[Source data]
**********

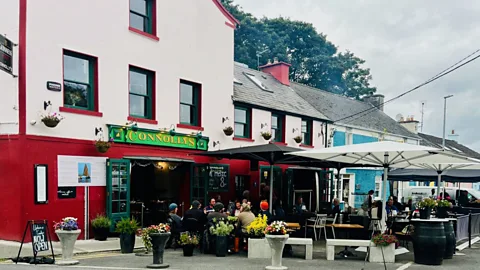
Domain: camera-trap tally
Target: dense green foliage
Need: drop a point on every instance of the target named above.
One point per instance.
(315, 60)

**********

AIM: Render the lines above as a JSON list of strings with one string per line, omitting blank lines and leaving out the pictures.

THE COMPLETED TASK:
[
  "Domain: camera-trap tally",
  "Target: dense green foliage",
  "Need: drop a point on every instance of the target named above.",
  "One point per instance.",
  "(315, 60)"
]